Exercise data:

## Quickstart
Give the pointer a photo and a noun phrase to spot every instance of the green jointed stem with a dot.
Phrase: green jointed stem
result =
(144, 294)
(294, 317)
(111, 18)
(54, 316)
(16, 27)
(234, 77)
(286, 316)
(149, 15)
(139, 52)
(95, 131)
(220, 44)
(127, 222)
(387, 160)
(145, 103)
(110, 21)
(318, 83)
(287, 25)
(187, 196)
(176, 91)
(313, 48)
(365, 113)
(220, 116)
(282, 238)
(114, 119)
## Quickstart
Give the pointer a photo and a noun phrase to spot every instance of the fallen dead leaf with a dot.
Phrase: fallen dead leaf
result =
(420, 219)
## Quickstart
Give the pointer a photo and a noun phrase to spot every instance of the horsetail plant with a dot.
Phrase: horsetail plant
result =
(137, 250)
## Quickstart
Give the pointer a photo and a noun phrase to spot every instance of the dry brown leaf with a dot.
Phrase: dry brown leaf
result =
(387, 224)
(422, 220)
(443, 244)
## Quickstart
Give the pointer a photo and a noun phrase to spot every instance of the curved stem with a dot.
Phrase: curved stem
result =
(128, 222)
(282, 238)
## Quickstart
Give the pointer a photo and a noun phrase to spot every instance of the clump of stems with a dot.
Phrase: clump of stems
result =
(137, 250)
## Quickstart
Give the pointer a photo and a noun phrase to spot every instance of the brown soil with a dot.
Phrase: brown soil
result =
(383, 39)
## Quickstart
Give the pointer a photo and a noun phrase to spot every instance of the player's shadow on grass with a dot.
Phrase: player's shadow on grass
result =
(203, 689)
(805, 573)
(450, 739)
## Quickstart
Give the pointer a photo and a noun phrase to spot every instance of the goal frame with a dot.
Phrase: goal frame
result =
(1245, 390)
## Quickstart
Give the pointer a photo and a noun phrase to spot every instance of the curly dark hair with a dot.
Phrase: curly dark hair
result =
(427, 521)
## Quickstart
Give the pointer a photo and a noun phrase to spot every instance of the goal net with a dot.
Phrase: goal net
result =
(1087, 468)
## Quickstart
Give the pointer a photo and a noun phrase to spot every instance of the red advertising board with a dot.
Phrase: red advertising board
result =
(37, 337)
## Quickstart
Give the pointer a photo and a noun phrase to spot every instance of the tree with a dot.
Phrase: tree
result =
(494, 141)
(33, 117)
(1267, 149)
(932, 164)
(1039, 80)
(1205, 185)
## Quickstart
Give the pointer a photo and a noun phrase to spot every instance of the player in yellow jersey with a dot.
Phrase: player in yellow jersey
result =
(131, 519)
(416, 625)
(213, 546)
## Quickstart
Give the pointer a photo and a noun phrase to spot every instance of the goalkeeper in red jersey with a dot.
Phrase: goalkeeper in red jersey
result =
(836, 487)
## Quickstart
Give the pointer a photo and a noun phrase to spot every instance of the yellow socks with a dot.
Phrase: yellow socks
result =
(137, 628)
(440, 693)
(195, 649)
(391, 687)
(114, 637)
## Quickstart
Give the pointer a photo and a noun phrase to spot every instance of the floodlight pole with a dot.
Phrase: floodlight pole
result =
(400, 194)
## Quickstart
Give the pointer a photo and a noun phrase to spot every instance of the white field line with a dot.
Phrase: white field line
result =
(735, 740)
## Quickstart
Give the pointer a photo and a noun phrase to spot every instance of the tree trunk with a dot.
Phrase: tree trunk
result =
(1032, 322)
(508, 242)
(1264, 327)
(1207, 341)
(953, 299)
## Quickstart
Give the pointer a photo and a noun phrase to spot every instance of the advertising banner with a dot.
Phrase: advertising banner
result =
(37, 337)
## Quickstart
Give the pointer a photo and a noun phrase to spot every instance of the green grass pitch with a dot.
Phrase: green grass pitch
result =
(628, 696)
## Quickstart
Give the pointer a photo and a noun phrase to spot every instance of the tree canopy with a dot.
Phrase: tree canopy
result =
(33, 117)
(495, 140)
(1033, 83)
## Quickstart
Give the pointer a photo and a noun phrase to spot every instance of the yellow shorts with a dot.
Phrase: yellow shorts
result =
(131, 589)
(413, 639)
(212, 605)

Your goal:
Return each line of the data exactly as it was given.

Result:
## Quickstart
Give the pointer a photo and a noun phrase to spot every instance of the green jointed stem with a dot.
Phrase: green jointed stem
result =
(144, 294)
(294, 317)
(111, 18)
(54, 316)
(16, 27)
(234, 77)
(286, 316)
(149, 15)
(139, 52)
(95, 131)
(220, 44)
(127, 222)
(387, 160)
(145, 103)
(110, 21)
(318, 83)
(287, 25)
(187, 196)
(176, 91)
(313, 48)
(365, 113)
(220, 116)
(282, 238)
(114, 119)
## Quickstart
Give the pointer a photo and a noun phrase to spot every instance of the fallen dead leaf with a dot.
Phrase: fallen dead leaf
result =
(420, 219)
## Quickstart
Give the pointer a photo and a noun phrase to spot every instance of the horsetail plant with a dot.
Phrase: horsetail plant
result =
(137, 250)
## Quickstart
Give the pointer a photo and a noun phrase to spot every instance of the dry brown leaf with a dot.
Phrase: dry brown leaf
result =
(387, 224)
(422, 220)
(443, 244)
## Quickstart
Give the pointer a photo and a noun phrase to spot every instance of the curved stem with a dot.
Phrase: curved stem
result =
(128, 222)
(282, 238)
## Quickstart
Give the pointer a photo and a noun phrase to spot every instance of the clump of stems with a dot.
Phrase: clump of stems
result =
(137, 250)
## Quickstart
Give the pointer a photo and a noun phrase to spot every instance of the brown soil with a dot.
Phrase: brown soil
result =
(383, 39)
## Quickstart
Give the pointer a photo and a noun phrase to spot every instance of the player's shadow on grass with a dot.
Phrase: player's shadow on grass
result =
(203, 689)
(805, 573)
(450, 739)
## Quickstart
Give the pointer a photo and a noun phrase to spot every instance of the goal frame with a dot.
Phrase: goal frame
result =
(1245, 390)
## Quickstart
Give the pointer a photo and a noun phrase to spot every instance of the curly dark hair with a dot.
Phrase: curly dark hair
result =
(427, 521)
## Quickstart
Give the pointer a photo and a noun phrase to spot every instance of the goal net with a dot.
Phrase: goal net
result =
(1087, 468)
## Quickstart
Give the pointer a photo and a noun phrase to spot every instance of the red advertising board with a dot.
Phrase: red advertising board
result =
(37, 337)
## Quickstart
Give the pointer a photo and a noun phrase to spot every instance of the tree with a dot.
Phrase: tree
result =
(494, 141)
(33, 117)
(1267, 149)
(932, 164)
(1039, 80)
(1205, 185)
## Quickstart
Give the pointer a photo and a noun phrase to spot every instance of the player in yellow jersey with a dot.
Phrase: player in yellow jersey
result =
(131, 519)
(416, 625)
(213, 546)
## Quickstart
Give the pointer a photo and a noun phrase to spot every instance of the goalkeeper in red jersey with a dot.
Phrase: goalkeeper in red jersey
result =
(836, 487)
## Quickstart
Give the pointer a photo and a noun phrase to spot every instance of the yellow socks with a dot.
Phrase: yellow socks
result =
(137, 628)
(440, 693)
(195, 649)
(391, 687)
(114, 637)
## Quickstart
Give the pointer a photo and a noun phrase to spot every instance of the floodlight pole with a dot.
Phrase: floodlight pole
result =
(400, 194)
## Quickstart
Give the pointer a photo and a noun phrase to spot every instance of the white field line with a dot.
Phrase: white field line
result =
(735, 740)
## Quickstart
Give the pointer a photo and a noun phrase to spot every instance of the tree trunk with a dot.
Phrase: tree trunk
result =
(1032, 322)
(508, 242)
(1264, 327)
(1207, 341)
(953, 299)
## Quickstart
Give the pointer a photo and a noun phrase to spot every instance of the advertising banner with a dot.
Phrase: advertising banner
result =
(37, 337)
## Quickstart
Give the pointer a photo and a noun phrase to spot every instance of the green grass pitch with a dot.
Phrase: green grass pitch
result =
(628, 696)
## Quickstart
Give the pointer a photo and a noun phrase to spot every instance of the tree canopy with a dot.
Phrase: tree canopy
result =
(33, 117)
(495, 140)
(1033, 83)
## Quickstart
Give the pointer a photo and a noun phrase to spot every instance of the yellow shorts with a dot.
Phrase: yellow shorts
result =
(131, 589)
(413, 639)
(212, 605)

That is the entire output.